* [Instructions to follow] Below are records; print only the lines from the line containing "of the pilot's" to the end, both included, reproduced exactly and without the pictures.
-- start of Stored rows --
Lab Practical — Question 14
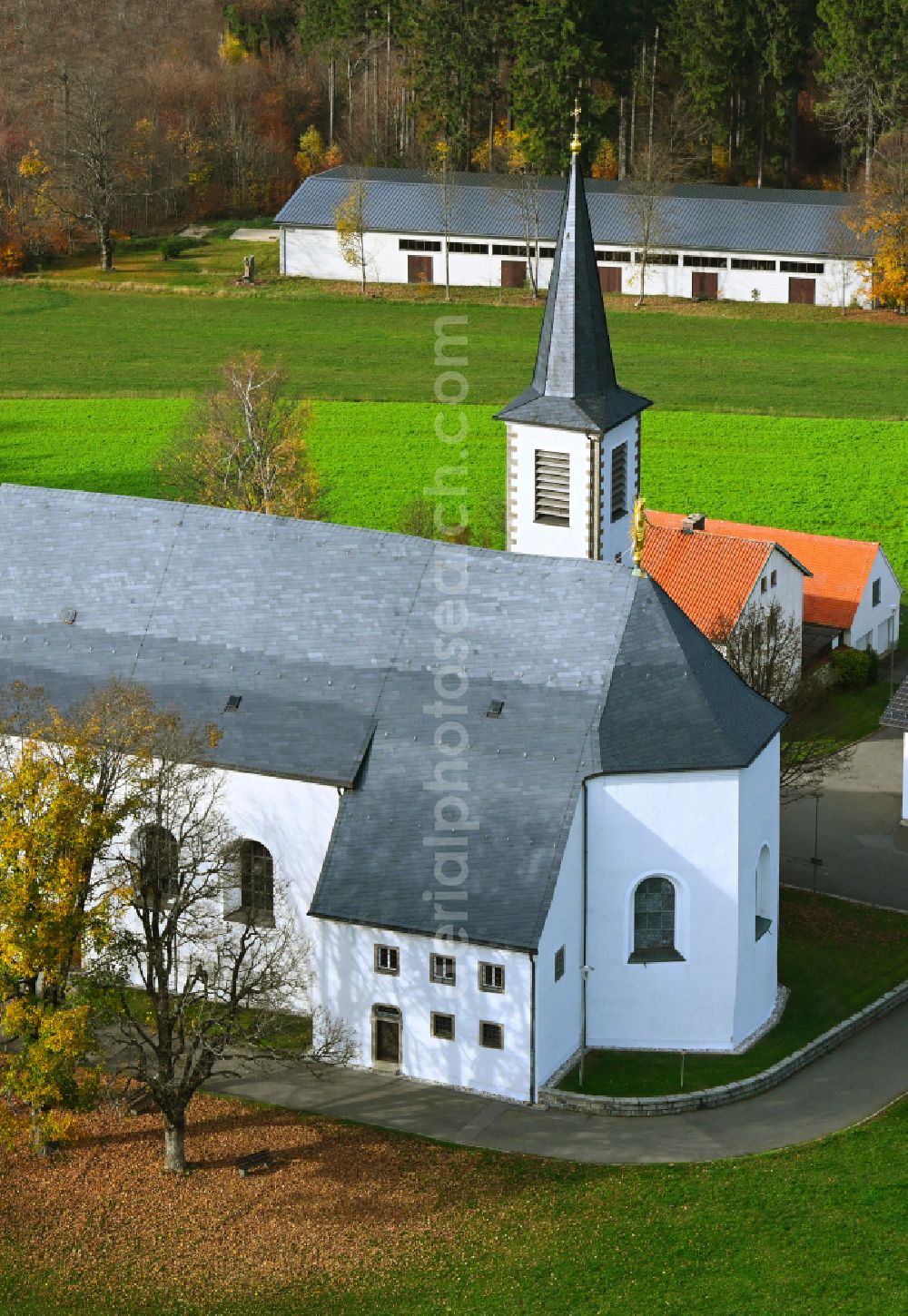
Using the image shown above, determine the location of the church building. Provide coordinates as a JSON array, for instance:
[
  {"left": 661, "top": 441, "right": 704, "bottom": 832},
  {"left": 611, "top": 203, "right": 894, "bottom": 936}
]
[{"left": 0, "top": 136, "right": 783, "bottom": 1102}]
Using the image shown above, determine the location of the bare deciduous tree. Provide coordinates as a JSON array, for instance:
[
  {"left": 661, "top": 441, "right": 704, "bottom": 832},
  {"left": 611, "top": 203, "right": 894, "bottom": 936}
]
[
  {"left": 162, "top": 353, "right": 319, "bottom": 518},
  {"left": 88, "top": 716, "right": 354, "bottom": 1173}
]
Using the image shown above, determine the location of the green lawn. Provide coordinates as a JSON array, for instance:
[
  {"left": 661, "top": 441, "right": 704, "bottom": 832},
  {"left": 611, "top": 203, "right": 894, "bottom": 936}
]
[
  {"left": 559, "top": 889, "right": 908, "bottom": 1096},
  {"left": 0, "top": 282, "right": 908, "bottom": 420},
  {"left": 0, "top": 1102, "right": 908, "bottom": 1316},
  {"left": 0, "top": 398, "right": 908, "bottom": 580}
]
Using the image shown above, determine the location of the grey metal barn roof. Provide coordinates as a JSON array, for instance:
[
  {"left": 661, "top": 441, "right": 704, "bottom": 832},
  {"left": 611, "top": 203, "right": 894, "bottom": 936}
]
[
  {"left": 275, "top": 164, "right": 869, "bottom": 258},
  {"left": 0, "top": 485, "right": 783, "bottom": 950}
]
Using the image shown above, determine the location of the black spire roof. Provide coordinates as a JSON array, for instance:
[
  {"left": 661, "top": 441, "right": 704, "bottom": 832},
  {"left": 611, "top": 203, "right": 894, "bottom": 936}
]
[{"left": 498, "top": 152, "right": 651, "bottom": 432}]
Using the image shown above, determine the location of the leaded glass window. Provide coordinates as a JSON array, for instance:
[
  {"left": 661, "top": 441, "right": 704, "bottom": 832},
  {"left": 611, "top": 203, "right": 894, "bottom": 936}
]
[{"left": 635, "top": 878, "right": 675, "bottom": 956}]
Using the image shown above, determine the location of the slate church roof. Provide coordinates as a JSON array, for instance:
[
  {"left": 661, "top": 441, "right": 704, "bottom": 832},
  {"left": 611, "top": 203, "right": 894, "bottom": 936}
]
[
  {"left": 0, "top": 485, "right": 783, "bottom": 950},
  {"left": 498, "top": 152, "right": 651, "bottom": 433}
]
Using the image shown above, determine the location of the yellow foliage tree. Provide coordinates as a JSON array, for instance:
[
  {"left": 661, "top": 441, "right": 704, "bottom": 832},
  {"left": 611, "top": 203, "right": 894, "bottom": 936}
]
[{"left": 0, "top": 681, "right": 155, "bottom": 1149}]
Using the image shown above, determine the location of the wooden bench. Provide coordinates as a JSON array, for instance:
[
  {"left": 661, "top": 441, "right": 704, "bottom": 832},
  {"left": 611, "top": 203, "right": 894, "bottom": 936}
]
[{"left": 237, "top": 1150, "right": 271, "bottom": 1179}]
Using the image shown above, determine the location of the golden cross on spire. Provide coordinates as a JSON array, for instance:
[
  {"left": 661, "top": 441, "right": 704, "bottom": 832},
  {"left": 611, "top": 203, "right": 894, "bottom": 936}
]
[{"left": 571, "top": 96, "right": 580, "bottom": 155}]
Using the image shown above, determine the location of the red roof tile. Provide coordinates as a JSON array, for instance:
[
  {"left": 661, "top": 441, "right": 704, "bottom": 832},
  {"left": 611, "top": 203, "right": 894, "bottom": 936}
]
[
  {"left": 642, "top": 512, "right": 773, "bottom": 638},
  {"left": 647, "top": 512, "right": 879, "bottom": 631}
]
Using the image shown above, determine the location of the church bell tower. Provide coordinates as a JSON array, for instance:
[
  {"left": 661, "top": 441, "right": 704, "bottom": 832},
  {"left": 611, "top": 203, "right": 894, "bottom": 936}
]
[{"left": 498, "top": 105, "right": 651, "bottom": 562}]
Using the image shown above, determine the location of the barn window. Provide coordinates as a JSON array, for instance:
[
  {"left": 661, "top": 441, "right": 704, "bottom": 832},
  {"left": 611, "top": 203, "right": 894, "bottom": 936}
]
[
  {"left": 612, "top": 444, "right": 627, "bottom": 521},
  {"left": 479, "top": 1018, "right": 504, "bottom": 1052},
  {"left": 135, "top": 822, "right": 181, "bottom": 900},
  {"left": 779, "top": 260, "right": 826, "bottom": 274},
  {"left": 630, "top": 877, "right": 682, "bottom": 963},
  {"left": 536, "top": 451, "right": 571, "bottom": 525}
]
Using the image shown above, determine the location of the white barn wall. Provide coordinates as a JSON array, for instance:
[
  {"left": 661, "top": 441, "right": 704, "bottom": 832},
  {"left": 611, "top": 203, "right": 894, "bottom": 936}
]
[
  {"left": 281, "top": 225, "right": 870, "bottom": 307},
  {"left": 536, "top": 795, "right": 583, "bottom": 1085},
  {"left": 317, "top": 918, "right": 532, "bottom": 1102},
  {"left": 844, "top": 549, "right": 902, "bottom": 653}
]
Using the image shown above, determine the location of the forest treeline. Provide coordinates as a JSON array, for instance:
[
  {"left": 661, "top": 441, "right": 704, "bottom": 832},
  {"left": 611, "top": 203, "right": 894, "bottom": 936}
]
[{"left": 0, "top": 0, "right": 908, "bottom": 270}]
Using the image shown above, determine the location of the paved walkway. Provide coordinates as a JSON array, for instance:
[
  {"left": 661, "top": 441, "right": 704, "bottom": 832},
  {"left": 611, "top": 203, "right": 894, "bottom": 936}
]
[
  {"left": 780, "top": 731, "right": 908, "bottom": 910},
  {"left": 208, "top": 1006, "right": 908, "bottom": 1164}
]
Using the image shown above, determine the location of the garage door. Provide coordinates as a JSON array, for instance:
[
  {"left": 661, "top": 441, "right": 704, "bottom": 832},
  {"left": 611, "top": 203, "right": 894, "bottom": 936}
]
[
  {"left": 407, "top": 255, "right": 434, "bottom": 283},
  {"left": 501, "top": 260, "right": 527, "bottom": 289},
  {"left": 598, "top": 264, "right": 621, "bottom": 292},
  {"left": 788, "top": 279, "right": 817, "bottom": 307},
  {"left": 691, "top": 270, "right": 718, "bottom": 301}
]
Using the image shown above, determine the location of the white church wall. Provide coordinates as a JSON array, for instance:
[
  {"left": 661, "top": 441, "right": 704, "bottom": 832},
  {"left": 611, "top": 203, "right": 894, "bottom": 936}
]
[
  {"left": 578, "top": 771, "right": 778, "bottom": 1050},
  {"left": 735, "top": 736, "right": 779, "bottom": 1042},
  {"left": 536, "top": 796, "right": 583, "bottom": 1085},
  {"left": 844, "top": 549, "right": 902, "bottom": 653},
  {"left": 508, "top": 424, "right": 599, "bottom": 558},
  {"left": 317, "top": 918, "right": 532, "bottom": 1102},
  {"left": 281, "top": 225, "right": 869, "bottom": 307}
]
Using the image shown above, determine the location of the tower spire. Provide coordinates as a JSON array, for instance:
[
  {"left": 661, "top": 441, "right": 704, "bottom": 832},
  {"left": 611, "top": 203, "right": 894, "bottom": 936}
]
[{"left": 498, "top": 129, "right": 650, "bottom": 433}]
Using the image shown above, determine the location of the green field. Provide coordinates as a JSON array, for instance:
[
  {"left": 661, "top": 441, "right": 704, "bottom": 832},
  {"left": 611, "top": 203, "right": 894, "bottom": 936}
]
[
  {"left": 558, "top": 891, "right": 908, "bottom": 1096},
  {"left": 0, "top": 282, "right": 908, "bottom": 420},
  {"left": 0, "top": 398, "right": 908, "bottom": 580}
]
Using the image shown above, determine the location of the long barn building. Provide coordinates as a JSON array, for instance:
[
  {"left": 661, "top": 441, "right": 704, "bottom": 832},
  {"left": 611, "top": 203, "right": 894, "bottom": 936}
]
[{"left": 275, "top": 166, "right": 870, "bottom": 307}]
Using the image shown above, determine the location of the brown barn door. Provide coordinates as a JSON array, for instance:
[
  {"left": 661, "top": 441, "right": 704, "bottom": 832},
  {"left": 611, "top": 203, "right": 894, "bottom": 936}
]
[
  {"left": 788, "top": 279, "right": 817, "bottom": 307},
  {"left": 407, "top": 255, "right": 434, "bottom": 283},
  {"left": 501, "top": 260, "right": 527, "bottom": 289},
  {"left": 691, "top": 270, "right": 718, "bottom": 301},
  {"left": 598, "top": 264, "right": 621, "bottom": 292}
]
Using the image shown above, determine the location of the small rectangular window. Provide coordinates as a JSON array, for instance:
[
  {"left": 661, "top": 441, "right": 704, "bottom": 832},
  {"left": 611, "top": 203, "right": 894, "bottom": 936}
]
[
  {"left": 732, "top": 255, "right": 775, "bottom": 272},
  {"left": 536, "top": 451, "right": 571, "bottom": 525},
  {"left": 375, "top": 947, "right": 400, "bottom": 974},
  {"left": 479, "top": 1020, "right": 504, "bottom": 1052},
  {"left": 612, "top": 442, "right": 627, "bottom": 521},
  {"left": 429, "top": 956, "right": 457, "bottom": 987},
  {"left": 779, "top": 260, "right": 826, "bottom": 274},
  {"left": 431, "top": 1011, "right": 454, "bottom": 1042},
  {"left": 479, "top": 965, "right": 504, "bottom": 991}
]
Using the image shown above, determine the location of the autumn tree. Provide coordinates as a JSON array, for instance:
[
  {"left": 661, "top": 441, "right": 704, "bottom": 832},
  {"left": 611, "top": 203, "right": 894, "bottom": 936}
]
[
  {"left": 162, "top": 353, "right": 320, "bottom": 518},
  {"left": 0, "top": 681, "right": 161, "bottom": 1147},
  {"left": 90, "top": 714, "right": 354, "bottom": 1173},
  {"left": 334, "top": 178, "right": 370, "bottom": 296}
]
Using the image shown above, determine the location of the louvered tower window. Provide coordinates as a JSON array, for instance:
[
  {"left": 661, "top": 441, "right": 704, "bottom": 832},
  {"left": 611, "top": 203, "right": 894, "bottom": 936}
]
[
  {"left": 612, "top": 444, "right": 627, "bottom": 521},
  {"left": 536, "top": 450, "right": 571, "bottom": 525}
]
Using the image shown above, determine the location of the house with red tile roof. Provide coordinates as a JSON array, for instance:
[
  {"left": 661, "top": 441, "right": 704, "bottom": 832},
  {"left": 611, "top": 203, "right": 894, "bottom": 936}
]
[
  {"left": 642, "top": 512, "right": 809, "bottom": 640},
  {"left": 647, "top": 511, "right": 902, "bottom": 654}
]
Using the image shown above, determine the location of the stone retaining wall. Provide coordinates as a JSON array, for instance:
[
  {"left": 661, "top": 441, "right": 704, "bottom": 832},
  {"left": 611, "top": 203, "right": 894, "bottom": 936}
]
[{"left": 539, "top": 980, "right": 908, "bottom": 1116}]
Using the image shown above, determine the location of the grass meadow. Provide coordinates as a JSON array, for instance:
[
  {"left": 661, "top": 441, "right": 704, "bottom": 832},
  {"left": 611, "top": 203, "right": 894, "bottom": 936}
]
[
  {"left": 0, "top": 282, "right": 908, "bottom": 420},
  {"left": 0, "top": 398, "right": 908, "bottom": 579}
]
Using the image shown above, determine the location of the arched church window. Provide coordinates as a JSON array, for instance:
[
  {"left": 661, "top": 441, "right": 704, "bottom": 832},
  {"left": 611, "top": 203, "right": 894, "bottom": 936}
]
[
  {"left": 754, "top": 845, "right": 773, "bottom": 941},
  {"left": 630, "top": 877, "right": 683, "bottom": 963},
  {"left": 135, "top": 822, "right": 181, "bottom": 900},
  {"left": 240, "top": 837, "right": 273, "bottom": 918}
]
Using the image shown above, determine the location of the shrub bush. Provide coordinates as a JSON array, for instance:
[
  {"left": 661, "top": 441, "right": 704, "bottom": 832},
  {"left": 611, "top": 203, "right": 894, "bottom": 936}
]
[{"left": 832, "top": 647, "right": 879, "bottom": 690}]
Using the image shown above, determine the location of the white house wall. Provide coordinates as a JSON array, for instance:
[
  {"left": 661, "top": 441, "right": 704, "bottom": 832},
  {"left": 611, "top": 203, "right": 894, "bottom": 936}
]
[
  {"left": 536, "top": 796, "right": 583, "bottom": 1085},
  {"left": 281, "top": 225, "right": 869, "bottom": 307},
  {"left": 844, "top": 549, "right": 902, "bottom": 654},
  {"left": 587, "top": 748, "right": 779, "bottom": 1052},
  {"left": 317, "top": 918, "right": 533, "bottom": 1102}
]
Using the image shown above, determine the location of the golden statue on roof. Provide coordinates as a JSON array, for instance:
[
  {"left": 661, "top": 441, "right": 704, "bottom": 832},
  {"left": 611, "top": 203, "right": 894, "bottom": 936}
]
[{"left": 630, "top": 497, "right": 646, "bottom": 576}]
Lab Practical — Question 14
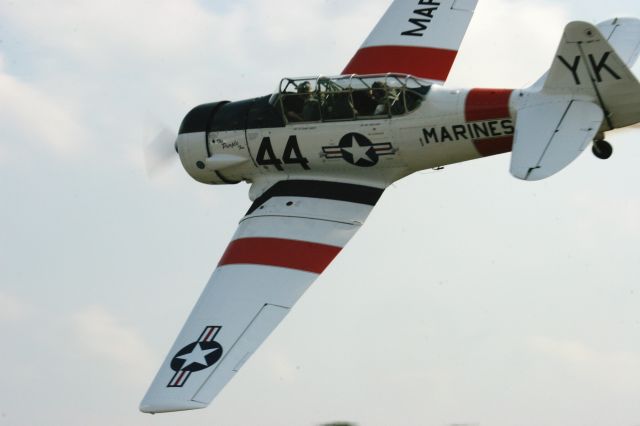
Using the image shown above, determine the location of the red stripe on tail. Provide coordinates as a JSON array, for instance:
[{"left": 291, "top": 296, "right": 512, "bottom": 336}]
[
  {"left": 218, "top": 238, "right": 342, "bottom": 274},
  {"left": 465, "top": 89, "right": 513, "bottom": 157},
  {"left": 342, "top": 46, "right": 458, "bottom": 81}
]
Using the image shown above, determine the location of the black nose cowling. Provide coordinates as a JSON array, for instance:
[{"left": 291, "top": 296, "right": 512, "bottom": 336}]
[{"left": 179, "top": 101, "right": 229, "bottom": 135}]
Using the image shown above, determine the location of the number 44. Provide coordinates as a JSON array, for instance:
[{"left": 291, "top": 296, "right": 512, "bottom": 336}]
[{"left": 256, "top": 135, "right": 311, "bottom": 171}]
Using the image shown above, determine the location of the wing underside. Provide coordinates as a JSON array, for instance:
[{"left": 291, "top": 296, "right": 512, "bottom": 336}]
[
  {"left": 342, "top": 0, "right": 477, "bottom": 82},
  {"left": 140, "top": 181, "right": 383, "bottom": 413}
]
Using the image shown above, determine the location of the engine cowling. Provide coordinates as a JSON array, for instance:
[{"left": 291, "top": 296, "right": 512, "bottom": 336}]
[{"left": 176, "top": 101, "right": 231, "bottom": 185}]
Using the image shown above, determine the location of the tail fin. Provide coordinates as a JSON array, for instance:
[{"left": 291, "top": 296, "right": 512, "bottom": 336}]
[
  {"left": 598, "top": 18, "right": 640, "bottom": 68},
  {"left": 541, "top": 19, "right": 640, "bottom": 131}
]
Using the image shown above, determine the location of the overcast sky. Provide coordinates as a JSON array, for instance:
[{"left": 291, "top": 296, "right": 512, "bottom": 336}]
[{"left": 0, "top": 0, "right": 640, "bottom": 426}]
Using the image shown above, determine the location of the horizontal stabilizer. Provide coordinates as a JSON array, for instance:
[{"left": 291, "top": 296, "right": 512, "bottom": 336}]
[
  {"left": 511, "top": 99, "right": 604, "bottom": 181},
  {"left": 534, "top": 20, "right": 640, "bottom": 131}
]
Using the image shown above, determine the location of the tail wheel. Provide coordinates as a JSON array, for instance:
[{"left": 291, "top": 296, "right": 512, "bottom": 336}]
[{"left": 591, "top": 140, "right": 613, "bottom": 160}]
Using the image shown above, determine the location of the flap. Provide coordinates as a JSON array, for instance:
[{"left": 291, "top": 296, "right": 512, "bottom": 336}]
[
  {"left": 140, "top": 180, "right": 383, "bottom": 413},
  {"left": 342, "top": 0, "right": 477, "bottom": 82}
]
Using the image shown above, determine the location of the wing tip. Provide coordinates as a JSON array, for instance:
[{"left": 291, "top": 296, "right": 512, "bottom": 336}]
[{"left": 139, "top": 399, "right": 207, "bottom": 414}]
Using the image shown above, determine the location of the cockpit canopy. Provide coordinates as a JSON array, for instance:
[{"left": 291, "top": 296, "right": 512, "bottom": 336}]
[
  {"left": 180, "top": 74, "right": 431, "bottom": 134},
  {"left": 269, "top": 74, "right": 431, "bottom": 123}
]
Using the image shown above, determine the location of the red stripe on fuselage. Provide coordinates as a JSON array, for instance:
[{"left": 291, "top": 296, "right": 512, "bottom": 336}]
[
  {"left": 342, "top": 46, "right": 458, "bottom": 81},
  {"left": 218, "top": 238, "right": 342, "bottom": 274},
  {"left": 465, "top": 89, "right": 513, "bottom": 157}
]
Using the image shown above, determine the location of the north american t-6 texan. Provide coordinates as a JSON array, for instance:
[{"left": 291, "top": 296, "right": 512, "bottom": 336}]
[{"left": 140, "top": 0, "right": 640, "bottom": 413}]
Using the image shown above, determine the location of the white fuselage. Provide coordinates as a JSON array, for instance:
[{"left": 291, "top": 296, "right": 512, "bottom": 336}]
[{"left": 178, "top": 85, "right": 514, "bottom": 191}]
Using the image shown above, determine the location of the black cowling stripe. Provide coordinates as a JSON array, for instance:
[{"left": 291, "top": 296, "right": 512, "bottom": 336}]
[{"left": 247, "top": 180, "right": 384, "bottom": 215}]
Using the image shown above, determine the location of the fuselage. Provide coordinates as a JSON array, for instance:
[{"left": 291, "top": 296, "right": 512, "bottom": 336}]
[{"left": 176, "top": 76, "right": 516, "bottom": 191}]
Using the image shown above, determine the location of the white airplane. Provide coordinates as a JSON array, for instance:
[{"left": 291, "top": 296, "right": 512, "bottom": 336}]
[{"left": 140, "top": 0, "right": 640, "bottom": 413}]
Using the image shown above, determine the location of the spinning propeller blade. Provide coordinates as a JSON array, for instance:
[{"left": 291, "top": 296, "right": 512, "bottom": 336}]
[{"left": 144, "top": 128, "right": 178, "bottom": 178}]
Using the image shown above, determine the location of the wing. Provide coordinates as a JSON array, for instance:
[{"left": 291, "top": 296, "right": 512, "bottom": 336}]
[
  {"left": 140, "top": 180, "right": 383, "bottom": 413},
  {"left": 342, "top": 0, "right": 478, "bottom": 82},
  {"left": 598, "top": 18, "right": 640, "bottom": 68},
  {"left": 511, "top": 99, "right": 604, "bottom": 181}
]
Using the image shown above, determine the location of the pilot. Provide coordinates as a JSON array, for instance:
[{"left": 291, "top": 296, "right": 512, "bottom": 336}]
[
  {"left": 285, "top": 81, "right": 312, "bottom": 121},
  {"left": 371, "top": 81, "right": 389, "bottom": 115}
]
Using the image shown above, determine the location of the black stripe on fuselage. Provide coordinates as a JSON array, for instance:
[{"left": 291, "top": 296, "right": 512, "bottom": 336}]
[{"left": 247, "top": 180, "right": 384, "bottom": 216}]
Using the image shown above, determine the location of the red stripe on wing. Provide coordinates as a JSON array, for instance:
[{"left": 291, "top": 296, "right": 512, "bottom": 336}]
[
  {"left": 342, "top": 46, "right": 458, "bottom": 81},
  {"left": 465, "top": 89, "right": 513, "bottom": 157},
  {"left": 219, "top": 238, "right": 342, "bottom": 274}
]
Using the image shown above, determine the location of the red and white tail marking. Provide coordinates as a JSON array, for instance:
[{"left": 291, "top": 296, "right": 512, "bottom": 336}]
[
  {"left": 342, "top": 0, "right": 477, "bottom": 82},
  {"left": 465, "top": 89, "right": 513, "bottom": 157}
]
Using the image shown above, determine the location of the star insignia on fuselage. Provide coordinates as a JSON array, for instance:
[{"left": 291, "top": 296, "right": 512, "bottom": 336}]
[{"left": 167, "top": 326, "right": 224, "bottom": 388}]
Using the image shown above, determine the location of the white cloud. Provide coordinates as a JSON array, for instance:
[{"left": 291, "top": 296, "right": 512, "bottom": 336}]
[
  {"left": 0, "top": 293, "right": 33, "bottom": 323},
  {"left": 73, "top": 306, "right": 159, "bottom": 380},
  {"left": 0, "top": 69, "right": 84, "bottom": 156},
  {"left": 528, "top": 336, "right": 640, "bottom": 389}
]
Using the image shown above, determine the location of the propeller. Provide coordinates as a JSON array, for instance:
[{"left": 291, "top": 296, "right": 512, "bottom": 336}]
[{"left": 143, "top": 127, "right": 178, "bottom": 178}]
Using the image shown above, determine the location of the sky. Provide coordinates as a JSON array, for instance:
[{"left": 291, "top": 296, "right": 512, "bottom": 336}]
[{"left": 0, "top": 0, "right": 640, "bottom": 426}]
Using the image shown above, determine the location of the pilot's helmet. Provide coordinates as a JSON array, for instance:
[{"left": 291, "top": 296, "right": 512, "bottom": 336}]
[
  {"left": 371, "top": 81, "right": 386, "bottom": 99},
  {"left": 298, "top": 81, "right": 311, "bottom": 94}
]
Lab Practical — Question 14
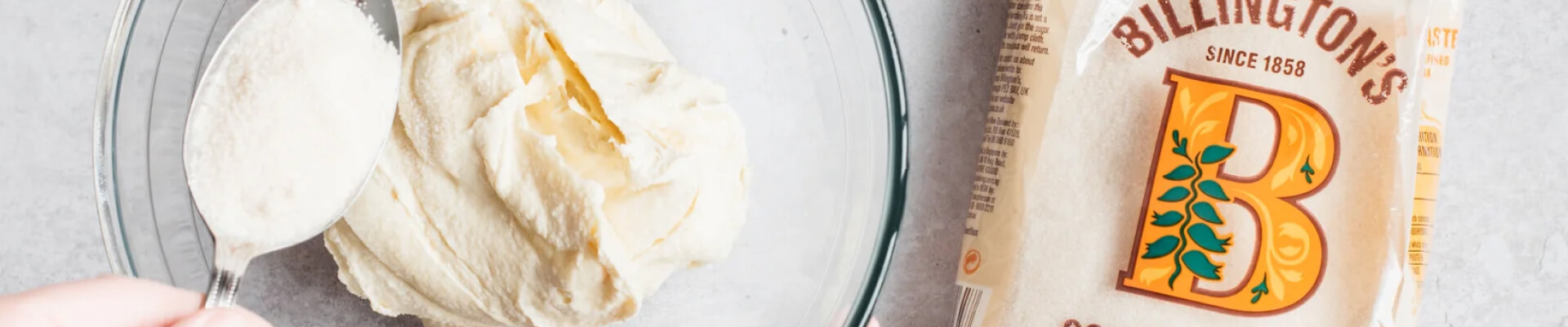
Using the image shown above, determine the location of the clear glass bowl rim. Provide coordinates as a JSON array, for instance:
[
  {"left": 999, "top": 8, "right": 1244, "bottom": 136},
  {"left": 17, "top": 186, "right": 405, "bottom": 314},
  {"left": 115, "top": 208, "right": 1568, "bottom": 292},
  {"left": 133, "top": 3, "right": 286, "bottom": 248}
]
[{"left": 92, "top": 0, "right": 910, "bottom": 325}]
-- end of Stored rows --
* [Response]
Using the image shown above, determine the location of the pilot's helmet. Provide coordinates as a JSON array, for instance:
[{"left": 291, "top": 296, "right": 512, "bottom": 336}]
[
  {"left": 371, "top": 81, "right": 386, "bottom": 99},
  {"left": 298, "top": 81, "right": 311, "bottom": 94}
]
Lab Practical — Question 14
Using the image shown above, determine the location of the clear glass bowl rim. Provide coordinates as a JSON array, for instance:
[
  {"left": 999, "top": 8, "right": 1244, "bottom": 136},
  {"left": 17, "top": 186, "right": 405, "bottom": 314},
  {"left": 115, "top": 208, "right": 1568, "bottom": 292},
  {"left": 133, "top": 3, "right": 286, "bottom": 248}
]
[{"left": 92, "top": 0, "right": 910, "bottom": 325}]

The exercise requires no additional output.